What the task asks: Reproduce everything in the listing below from the line containing "Please provide the mask of every instance of the chain-link" down to the line containing "600 161 L 652", requests included. Add 4 to every coordinate in the answer outlines, and leave all other lines unchanged.

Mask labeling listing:

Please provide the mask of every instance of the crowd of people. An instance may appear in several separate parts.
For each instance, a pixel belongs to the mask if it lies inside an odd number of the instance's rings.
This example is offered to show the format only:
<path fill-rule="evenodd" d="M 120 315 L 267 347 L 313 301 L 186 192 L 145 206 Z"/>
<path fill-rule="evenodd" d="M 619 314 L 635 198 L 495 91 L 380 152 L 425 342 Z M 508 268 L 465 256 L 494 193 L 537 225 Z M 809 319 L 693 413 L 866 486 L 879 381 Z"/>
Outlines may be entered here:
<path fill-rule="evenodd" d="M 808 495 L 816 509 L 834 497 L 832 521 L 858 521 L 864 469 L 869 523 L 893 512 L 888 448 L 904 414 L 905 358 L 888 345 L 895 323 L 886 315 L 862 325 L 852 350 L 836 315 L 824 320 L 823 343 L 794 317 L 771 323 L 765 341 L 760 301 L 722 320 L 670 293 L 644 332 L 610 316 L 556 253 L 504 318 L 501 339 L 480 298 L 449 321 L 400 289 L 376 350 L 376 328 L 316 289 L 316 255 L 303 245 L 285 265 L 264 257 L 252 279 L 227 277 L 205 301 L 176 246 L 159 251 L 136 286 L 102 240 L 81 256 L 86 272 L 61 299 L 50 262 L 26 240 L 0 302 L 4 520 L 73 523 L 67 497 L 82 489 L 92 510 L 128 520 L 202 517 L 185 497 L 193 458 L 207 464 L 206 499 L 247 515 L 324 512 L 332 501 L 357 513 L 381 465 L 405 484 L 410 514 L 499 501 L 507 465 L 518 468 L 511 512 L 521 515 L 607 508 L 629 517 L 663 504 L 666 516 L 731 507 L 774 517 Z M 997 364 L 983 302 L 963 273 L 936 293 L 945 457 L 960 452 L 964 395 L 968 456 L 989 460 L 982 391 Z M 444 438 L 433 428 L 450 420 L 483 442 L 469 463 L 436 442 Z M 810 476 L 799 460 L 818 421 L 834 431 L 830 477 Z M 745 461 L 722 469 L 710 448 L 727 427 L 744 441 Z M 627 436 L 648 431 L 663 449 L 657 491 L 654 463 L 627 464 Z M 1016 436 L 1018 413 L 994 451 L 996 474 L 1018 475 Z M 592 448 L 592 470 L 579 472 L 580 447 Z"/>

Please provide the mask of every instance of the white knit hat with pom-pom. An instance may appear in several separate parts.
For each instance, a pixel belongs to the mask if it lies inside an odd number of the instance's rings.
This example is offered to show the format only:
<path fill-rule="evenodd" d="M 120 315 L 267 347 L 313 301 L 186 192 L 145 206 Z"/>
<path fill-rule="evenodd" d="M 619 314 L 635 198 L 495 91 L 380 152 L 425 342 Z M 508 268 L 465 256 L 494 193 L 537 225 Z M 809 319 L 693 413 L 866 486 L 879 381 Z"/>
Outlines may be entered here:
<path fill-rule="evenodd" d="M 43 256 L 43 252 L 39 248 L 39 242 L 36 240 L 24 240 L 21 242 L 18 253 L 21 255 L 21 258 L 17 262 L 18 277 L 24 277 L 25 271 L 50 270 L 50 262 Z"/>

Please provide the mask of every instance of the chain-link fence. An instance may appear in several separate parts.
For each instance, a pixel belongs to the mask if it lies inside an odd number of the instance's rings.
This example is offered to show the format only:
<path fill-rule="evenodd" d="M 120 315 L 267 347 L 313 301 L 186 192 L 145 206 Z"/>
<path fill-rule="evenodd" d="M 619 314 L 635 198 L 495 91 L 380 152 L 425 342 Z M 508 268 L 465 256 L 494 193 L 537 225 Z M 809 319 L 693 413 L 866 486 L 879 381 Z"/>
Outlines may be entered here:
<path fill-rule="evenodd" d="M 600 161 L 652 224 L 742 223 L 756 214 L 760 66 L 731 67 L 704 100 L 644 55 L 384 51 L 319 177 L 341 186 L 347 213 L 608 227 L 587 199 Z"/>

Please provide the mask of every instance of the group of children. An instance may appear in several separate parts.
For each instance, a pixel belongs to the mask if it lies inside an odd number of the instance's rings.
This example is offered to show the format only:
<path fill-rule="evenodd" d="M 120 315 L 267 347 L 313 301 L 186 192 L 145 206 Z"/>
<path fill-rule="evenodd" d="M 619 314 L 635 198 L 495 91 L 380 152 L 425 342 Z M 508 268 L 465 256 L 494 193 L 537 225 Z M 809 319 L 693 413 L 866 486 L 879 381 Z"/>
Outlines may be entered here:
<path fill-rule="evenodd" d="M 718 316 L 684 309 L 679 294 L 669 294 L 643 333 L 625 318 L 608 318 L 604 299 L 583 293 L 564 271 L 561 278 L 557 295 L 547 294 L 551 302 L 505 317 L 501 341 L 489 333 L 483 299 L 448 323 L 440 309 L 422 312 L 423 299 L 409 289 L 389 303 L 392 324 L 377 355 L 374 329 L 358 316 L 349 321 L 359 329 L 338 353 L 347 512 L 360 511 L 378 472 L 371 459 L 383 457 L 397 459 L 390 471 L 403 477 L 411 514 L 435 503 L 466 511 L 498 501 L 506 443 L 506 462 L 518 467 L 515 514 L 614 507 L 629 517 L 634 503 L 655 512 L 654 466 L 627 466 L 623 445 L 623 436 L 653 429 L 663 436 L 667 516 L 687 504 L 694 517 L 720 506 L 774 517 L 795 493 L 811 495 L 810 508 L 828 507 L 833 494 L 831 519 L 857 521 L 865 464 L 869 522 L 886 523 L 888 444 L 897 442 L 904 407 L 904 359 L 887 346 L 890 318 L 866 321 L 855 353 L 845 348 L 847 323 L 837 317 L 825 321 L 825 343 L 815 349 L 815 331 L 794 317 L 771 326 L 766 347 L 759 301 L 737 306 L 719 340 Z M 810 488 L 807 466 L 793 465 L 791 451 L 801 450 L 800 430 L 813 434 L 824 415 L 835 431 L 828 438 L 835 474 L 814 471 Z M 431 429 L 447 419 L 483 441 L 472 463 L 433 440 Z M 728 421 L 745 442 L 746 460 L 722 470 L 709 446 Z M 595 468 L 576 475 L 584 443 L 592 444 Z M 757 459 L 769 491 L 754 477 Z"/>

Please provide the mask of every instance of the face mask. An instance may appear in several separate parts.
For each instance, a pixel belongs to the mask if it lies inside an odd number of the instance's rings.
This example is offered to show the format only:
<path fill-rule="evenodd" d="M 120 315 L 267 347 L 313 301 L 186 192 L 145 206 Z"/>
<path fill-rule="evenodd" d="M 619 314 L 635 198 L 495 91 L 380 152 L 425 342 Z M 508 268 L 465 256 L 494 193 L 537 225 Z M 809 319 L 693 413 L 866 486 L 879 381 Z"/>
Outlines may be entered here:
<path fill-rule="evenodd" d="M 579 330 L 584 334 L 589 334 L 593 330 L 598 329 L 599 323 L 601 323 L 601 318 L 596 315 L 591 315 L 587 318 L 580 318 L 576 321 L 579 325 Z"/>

Response to the exercise:
Please provide the mask of every instance of the chain-link fence. An instance may appear in several separate parts.
For each instance, a pixel belongs to the mask if it lies inside an odd number of the instance's rings.
This example is offered to show the format only:
<path fill-rule="evenodd" d="M 120 315 L 267 347 L 313 301 L 186 192 L 145 206 Z"/>
<path fill-rule="evenodd" d="M 619 314 L 635 198 L 495 91 L 380 152 L 425 342 Z M 508 268 L 465 256 L 494 193 L 537 225 Z M 809 319 L 693 413 L 866 486 L 879 381 Z"/>
Outlines may be entered here:
<path fill-rule="evenodd" d="M 604 165 L 656 228 L 746 227 L 760 218 L 764 70 L 735 71 L 708 104 L 648 59 L 388 55 L 323 181 L 345 190 L 351 217 L 612 231 L 591 203 Z"/>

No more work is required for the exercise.